◆ Your goal ◆
All of the data is to be copied word for word.

* * *

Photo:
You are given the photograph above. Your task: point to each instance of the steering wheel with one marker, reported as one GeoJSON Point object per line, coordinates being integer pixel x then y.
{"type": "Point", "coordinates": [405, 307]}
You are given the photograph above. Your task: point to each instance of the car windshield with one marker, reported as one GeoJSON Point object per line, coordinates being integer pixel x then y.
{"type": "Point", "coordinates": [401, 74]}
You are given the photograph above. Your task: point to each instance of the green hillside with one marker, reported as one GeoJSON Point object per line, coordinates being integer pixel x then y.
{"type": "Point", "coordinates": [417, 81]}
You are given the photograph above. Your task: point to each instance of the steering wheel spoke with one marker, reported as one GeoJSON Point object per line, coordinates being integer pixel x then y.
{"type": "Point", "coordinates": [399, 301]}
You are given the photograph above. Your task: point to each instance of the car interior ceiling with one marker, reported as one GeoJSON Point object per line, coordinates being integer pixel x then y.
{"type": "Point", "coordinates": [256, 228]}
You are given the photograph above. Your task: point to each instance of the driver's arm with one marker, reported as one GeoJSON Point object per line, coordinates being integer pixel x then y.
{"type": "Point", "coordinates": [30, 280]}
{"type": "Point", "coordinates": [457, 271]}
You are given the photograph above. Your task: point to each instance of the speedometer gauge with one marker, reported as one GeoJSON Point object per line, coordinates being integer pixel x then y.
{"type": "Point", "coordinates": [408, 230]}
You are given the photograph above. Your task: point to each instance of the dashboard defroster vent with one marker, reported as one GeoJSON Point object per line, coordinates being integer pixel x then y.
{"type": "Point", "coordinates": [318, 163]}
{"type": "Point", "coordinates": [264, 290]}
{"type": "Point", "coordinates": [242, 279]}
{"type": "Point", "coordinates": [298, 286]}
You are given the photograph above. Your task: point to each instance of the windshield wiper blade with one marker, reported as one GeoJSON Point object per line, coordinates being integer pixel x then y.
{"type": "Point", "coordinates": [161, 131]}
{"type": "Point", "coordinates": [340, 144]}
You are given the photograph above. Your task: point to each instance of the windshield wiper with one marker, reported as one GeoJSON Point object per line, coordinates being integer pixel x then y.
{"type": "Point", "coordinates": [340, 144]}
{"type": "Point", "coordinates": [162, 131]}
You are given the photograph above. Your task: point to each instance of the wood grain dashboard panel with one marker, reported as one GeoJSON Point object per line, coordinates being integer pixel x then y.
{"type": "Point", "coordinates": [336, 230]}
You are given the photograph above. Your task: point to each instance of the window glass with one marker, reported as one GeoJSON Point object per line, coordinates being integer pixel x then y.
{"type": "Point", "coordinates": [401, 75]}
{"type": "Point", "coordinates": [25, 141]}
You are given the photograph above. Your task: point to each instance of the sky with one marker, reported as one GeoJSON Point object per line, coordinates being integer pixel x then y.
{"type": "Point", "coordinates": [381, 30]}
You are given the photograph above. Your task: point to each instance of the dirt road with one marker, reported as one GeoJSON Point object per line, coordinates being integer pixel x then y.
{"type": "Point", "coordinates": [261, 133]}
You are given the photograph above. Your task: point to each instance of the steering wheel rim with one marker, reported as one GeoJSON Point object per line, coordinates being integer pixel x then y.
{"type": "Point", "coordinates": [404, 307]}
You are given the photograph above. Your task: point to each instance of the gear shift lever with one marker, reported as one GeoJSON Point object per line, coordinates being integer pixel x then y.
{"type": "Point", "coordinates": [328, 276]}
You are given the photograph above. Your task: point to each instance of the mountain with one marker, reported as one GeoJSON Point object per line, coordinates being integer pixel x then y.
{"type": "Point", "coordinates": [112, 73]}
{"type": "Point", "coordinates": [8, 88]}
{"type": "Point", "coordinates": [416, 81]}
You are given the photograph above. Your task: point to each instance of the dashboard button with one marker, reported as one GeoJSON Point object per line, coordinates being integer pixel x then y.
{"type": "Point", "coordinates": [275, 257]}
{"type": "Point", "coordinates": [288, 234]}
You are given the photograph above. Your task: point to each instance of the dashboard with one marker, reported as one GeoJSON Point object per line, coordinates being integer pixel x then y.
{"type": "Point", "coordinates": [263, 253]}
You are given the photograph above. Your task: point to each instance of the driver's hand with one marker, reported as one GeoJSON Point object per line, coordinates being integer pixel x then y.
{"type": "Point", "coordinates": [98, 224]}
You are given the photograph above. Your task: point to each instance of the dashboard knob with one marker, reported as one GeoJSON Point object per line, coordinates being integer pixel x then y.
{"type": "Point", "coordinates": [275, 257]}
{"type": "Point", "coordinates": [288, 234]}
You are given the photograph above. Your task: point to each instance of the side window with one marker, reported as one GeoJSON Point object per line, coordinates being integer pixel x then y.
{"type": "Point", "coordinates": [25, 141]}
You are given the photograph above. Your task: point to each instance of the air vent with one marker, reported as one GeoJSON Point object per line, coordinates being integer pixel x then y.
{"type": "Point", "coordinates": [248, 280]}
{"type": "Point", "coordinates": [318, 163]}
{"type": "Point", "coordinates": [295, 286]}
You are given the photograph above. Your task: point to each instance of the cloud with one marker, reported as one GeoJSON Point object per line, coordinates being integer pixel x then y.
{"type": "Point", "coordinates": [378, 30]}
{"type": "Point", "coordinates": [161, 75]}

* * *

◆ The completed task ◆
Photo:
You are given the photograph above. Your task: point to each instance of the steering wheel with one marker, reported as one GeoJSON Point object per line, coordinates being integer pixel x then y.
{"type": "Point", "coordinates": [405, 307]}
You are given the photograph above. Your task: point to each instance of the car windshield with one marker, reported as one GeoJSON Point object per line, coordinates being integer pixel x then y.
{"type": "Point", "coordinates": [401, 74]}
You are given the photograph above. Your task: point to each instance of the green hillside with one marker, reported as one GeoJSON Point object per line, coordinates being integer pixel x then y.
{"type": "Point", "coordinates": [417, 81]}
You are given the photograph above. Your task: point to each instance of the steering wheel spoke with one marker, reported as one GeoJSON Point object per line, coordinates being integer pixel x then y.
{"type": "Point", "coordinates": [399, 301]}
You are given the photograph above. Your task: point to each instance of the car interior ceiling with one marker, reported as one GeoJSON Point object per line, coordinates being integer pixel x then y.
{"type": "Point", "coordinates": [256, 228]}
You are given the photograph above. Your task: point to each instance of the driver's arm with one marker, reported as one GeoJSON Point object per line, coordinates being integer pixel x then y.
{"type": "Point", "coordinates": [30, 280]}
{"type": "Point", "coordinates": [457, 271]}
You are given the photograph above. Your task: point to each instance of the speedometer gauge with one marker, reported as one GeoJSON Point object per line, coordinates being integer pixel x then y.
{"type": "Point", "coordinates": [408, 230]}
You are given the photograph above. Your task: point to each instance of the dashboard defroster vent with one marker, reported as one GeoJSON Point object per line, coordinates being integer pixel x then y.
{"type": "Point", "coordinates": [318, 163]}
{"type": "Point", "coordinates": [264, 290]}
{"type": "Point", "coordinates": [242, 279]}
{"type": "Point", "coordinates": [298, 286]}
You are given the photograph above. Your task: point to each instance of the windshield wiper blade with one marker, reported as one GeoJSON Point object per line, coordinates being integer pixel x then y.
{"type": "Point", "coordinates": [161, 131]}
{"type": "Point", "coordinates": [340, 144]}
You are given the photograph above. Your task: point to each instance of the windshield wiper with one marker, reported as one GeoJSON Point object per line, coordinates being integer pixel x then y.
{"type": "Point", "coordinates": [340, 144]}
{"type": "Point", "coordinates": [162, 131]}
You are given the photograph above. Your task: point to each instance of the wood grain dashboard panel with one marker, reported as one GeoJSON Point object per line, coordinates being integer pixel x then y.
{"type": "Point", "coordinates": [336, 230]}
You are given the photograph above. Your task: point to each instance of the window glass with one marker, reported as one GeoJSON Point object per line, coordinates being integer pixel x then y.
{"type": "Point", "coordinates": [401, 75]}
{"type": "Point", "coordinates": [25, 141]}
You are given the photograph above. Your task: point to each instance of the sky with one marker, reported as one GeoJSON Point object per line, coordinates being integer pixel x then y.
{"type": "Point", "coordinates": [381, 30]}
You are given the photograph above. Your task: point to each instance of the dirt road with one marker, reported as one GeoJSON Point object per line, coordinates being integer pixel x then y.
{"type": "Point", "coordinates": [261, 133]}
You are given the photograph above. Your task: point to each instance of the steering wheel rim with one marker, reported as one GeoJSON Point object per line, coordinates being integer pixel x then y.
{"type": "Point", "coordinates": [404, 307]}
You are given the photograph above. Your task: point to each instance of the gear shift lever with one marker, reported as one GeoJSON Point object per line, coordinates being integer pixel x then y.
{"type": "Point", "coordinates": [328, 276]}
You are given the photograph above. Your task: point to each instance of the mountain with one marker, reported as one GeoJSON Point object per line, coordinates being integer pixel x then y.
{"type": "Point", "coordinates": [112, 73]}
{"type": "Point", "coordinates": [8, 88]}
{"type": "Point", "coordinates": [416, 81]}
You are given the photograph above. Your task: point to each instance of the dashboard button with one marker, reported as one GeoJSON Point object per line, coordinates being integer pixel x then y.
{"type": "Point", "coordinates": [275, 257]}
{"type": "Point", "coordinates": [288, 234]}
You are given the photograph above. Your task: point to each instance of the dashboard with one marker, reported as one GeoJSON Point object per line, coordinates being integer pixel x then y.
{"type": "Point", "coordinates": [263, 253]}
You are given the photograph above. Your task: point to each instance of the driver's hand with one marker, reported as one GeoJSON Point object per line, coordinates being integer pixel x then y.
{"type": "Point", "coordinates": [98, 224]}
You are given the photograph above. Your task: point to each instance of the dashboard knob with one marker, reported as one GeoJSON Point object per line, coordinates being integer pixel x then y.
{"type": "Point", "coordinates": [275, 257]}
{"type": "Point", "coordinates": [288, 234]}
You are given the photograph above. Your task: point to each instance of the side window with one marker, reported as one GeoJSON Point object per line, coordinates being integer pixel x then y.
{"type": "Point", "coordinates": [25, 141]}
You are given the photograph above. Your task: point to each instance of the air vent with one marker, reported as one GeoJSON Point object per line, coordinates being integer pixel x then y.
{"type": "Point", "coordinates": [248, 280]}
{"type": "Point", "coordinates": [318, 163]}
{"type": "Point", "coordinates": [295, 286]}
You are given the photograph above. Your task: point to each instance of the cloud with one marker, reported as one GeoJSON Point object per line, coordinates being integer pixel x then y.
{"type": "Point", "coordinates": [378, 30]}
{"type": "Point", "coordinates": [161, 75]}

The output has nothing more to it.